_Stated task_
Please print each of the entries below again, line for line and word for word, with no changes.

_Exercise data_
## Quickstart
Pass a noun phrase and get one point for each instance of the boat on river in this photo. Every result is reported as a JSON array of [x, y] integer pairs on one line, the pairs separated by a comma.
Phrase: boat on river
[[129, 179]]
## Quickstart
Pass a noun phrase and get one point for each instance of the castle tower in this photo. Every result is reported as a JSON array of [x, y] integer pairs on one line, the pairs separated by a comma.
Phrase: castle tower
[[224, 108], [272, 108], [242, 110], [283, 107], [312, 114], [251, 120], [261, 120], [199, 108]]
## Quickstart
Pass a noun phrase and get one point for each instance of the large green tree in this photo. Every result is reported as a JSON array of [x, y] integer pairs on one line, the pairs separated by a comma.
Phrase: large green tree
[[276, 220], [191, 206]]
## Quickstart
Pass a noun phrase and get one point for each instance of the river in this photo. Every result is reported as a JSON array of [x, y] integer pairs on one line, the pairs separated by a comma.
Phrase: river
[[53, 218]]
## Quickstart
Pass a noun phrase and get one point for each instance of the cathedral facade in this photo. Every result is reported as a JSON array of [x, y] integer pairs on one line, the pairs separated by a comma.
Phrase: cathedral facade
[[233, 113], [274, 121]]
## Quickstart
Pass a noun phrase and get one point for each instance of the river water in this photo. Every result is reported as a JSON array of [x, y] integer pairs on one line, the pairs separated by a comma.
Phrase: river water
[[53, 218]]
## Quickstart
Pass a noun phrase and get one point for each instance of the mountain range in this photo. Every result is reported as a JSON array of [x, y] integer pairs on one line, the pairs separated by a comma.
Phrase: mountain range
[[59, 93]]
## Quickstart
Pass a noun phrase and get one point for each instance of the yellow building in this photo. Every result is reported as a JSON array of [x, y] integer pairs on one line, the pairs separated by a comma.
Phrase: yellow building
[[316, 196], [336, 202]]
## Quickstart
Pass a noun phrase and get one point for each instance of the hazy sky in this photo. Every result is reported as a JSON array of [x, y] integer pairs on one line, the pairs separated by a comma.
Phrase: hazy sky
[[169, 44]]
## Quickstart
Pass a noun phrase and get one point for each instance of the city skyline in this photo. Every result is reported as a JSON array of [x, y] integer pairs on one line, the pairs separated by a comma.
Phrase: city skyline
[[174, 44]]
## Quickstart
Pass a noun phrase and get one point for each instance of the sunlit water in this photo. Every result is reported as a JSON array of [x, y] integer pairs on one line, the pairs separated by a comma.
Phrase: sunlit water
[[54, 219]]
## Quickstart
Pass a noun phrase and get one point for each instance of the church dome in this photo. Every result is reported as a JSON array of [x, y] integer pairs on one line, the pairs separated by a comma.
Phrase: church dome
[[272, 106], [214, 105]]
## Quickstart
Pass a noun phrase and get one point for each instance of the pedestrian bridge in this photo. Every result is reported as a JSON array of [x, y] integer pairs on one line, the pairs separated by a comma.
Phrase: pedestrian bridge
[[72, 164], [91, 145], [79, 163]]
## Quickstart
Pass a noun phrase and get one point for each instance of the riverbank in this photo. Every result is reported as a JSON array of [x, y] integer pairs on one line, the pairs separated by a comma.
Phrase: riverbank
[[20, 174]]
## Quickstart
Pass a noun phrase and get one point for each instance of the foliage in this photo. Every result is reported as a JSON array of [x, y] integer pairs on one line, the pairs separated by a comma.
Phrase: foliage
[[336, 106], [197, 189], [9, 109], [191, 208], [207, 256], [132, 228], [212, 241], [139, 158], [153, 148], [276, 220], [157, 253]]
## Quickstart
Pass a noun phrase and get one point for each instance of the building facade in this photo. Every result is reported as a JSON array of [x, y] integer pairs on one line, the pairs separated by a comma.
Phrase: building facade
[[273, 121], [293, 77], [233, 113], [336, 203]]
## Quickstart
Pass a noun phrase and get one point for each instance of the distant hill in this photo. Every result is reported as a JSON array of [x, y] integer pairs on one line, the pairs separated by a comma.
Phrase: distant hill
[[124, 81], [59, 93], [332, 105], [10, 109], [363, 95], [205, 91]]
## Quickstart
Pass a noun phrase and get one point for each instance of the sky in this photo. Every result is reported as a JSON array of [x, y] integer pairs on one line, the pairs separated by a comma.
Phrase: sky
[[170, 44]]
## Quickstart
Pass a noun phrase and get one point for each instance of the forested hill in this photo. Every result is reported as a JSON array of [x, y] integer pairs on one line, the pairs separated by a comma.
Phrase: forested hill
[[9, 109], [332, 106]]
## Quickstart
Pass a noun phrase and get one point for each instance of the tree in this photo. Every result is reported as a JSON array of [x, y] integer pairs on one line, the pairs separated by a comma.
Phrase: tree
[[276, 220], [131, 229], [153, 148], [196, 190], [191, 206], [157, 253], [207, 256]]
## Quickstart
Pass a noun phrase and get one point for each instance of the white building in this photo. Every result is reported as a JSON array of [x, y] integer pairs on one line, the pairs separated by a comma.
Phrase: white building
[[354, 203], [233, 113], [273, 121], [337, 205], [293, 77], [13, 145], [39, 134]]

_Final result_
## Quickstart
Pass a noun phrase and get one point for each instance of the boat on river in this photo. Every result is reported as a JSON array of [x, y] integer pairs on one line, the pairs separated by a comma.
Phrase: boat on river
[[129, 179]]
## Quickstart
Pass a noun phrase and get one point for each instance of the castle tower in this photo. Every result is reported as a JSON array of [x, y] integer pairs on one line, the pairs separated by a comma.
Phrase: castle tower
[[224, 108], [272, 108], [242, 110], [283, 107], [312, 114], [251, 120], [261, 120], [199, 108]]
## Quickstart
Pass a noun phrase and get one point for each instance of the large green tree in this photo. Every result is reported as a JSON array of [x, y] integer pairs on one line, the pairs separated by a comma.
Phrase: large green tree
[[276, 220], [191, 206]]
## Quickstart
Pass a noun phrase and get one point for each instance of the river in this photo. Every result is reported as a JSON array of [x, y] integer pairs on one line, the pairs separated by a comma.
Phrase: river
[[53, 218]]
## Quickstart
Pass a noun phrase and get one point for each instance of the cathedral facade in this photo. Every result is reported as a JSON array of [x, y] integer pairs on one line, the pairs separated by a comma.
Phrase: cathedral facade
[[233, 113], [274, 121]]
## Quickstart
Pass a noun phrase and get one point for each instance of the river water in this photo. Every result is reported as a JSON array of [x, y] integer pairs on one line, the pairs separated by a comma.
Phrase: river water
[[53, 218]]
## Quickstart
Pass a noun phrase and get one point for each instance of the mountain range in this photo. Every result is reported as a JSON array of [x, y] integer pairs on one line, the pairs separated by a comma.
Phrase: mountain range
[[59, 93]]
## Quickstart
Pass a noun phrase and get one point for each instance of the yellow building in this photo. Every result is reported as a JSON array of [x, y] integer pairs on one line, the pairs separated by a comma.
Phrase: yellow building
[[316, 196], [336, 202]]
## Quickstart
Pass a noun phrase and get one point for each instance of the hazy sky in this photo. Every result is reported as a JSON array of [x, y] integer pairs on one line, the pairs separated by a comma.
Phrase: hazy sky
[[169, 44]]
## Quickstart
Pass a noun phrase and get one point for each instance of the city skyline in this photo. Every result is reported as a JSON array of [x, y] integer pairs on one line, the pairs separated by a comma.
Phrase: city skyline
[[174, 44]]
## Quickstart
Pass a noun phrase and get one point for each instance of the sunlit water in this photo. Every result is reported as a JSON array of [x, y] integer pairs on one line, the pairs separated by a comma.
Phrase: sunlit water
[[54, 219]]
## Quickstart
Pass a noun phrase and get one point for each instance of the church dome in this photo. Every result is reported as a JSON array of [x, y] integer pairs on one line, the pairs separated by a comma.
Phrase: church dome
[[272, 106], [214, 105]]
## Quickstart
Pass a noun phrase and get one point for each instance of the pedestrian bridge in this photo. Every result is reported as a JSON array of [x, y] integer pairs on one line, the pairs separated by a comma.
Phrase: pedestrian bridge
[[72, 164], [91, 145], [79, 163]]
## Quickstart
Pass a noun phrase and get one point for each instance of the riverbank in this photo. Every result is reported as a JSON array of [x, y] integer pairs on one line, the pairs separated by a comma.
Phrase: riverbank
[[20, 174]]
## Quickstart
Pass a noun phrase and get one point for each instance of the foliage in this photo. Every result is reported as a JSON array of [x, y] integer pairs on one line, the pairs separated by a comma.
Phrase: foliage
[[336, 106], [197, 189], [9, 109], [191, 208], [207, 256], [132, 228], [212, 241], [139, 158], [153, 148], [276, 220], [157, 253]]
## Quickstart
Pass a noun phrase and get one point for each instance of the building facade in this photo. Every result is reported as a JSON array of [x, y] integer pairs on one line, the pairs separated by a comma.
Phrase: building facade
[[273, 121], [293, 77], [233, 113], [336, 203]]
## Quickstart
Pass a noun phrase and get one point for each instance of the distant hill in this photo. Every result is reported as a JSON array of [x, y] integer pairs on one line, the pairs separated by a comma.
Phrase: distant hill
[[124, 81], [59, 93], [332, 105], [10, 109], [363, 95], [205, 91]]
## Quickstart
Pass a noun phrase and get one point for each instance of the sky in this photo. Every result is reported as a JSON array of [x, y] integer pairs on one line, the pairs separated by a comma.
Phrase: sky
[[170, 44]]
## Quickstart
Pass a noun phrase and get one point for each instance of the forested hill in this photo. Every result is reported as a JSON array of [x, y] integer pairs on one line, the pairs separated by a comma.
Phrase: forested hill
[[9, 109], [332, 106]]
## Quickstart
Pass a noun phrase and get one point for each instance of the tree in this photo. Every result is reported as a JSON array of [x, y] integer pairs on one line, the pairs separated by a comma.
Phrase: tree
[[276, 220], [131, 229], [153, 148], [196, 190], [191, 206], [157, 253], [207, 256]]
## Quickstart
Pass a noun phrase and get one point for each instance of the white building in this photo. Every result is reported as a JSON array of [x, y] integer pairs on one line, the pairs separated by a comma.
Phrase: white building
[[354, 203], [233, 113], [273, 121], [337, 205], [293, 77], [13, 145], [39, 134]]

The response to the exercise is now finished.